BEGIN Page
A little story first - if you're not interested, feel free to move on down to the newly shared files, below the break.
Earlier this month, I experienced a personal crisis related to this site. I don't want to overstate this, because there are true crises and tragedies happening throughout the country and world right now, but this is something that would have made me quite sad, and would have impacted this site.
All of my sound files are housed on an external hard drive, one which is not very old. At the beginning of the month, it began failing. I started copying things to a cloud site (which I should have done before) while looking for a potential solution, and while I saved my song-poem files, it died before I moved anything I'd saved for this site (as well as many other files I only had in MP3 form, on that drive).
You see, I have a backlog of stuff for this site, and every time I post, it's a mixture of stuff I've just discovered and things I've been sitting on for months or years.
Happily, my neighbor - one with whom we are on excellent terms - owns a company within which transferring data to a new drive would be right up their alley. But.... he told me right off the bat that it was 50/50 that they'd be able to do anything, depending on what was broken about the drive.
I spent a restless week worrying about this, but just got the word that everything was saved. YAY!
In the meantime, I am working from home 80% of the time, which has given me the opportunity to digitize a stack of stuff that's been sitting, waiting for me to do so. I sit at my laptop at one end of the room, and the reel machine (near) silently sends the tape into the recording software, only giving me a sign to get up and change it when the tape runs out.
END Page
BEGIN Source excerpt
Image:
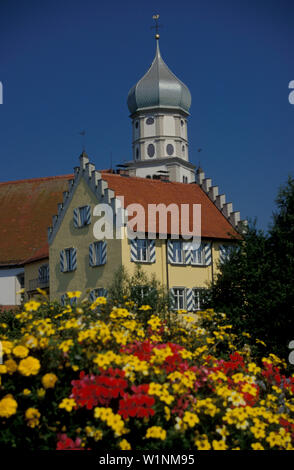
END Source excerpt
■ **List of tasks**
a: Answer these questions from the blog post about the failing hard drive:
(i) Where does the writer keep all of the sound files?
(ii) What odds did the neighbor give of being able to do anything with the drive?
(iii) What share of the time is the writer working from home?
b: Pick up the blog post about the failing hard drive after its last sentence and keep writing it.
The data shown comes from a separate source.

■ **Results**
a:
(i) On an external hard drive, one which is not very old.
(ii) 50/50, depending on what was broken about the drive.
(iii) 80% of the time.

b:
So it is that I have a bunch of stuff to share with you today, anyway, all of it newly digitized, while I wait for the return of my other material, on the brand new-and-improved hard drive that I just bought.
~~
So last time around, I was already in this "stay-at-home-and-digitize-at-the-same-time" mode, and the one item from that project which made the post was the Lucky Lager sales promotion. The next tape in that particular stacks (and oh, do I have stacks...) also had a Lucky Lager tie-in, and it is about as wonderful as it can get.
For what we have here is "Lucky Lager Dance Time", just under an hour of Top 40 radio programming from Honolulu, Hawaii, back on April 16th, 1963 (coincidentally, my mother's 40th birthday!). I'm guessing that tapes of early 1960's Top 40 radio from Hawaii are extremely rare (although I really don't know). Whether or not that's the case, this tape is wonderful.
Among all the standard hits of the day one would expect to hear from any American Top 40 station in April of 1963, there are a few tracks which seem to have been local hits, two "triple plays" for prizes, and a number one record "Sukiyaki", which wouldn't be number one nationally for another two months - it's not surprising that Hawaii would be at the forefront of this song's popularity in the US, given the large percentage of Hawaiian residents - then and now - who were/are of Japanese descent.
I also get a kick out of how many times, while talking at some length, the Deejay mentions that this is the station to listen to for less talking and more music.
The name of the station - KPOI, referencing the mainstay of the local cuisine - cracks me up, too.
Great stuff!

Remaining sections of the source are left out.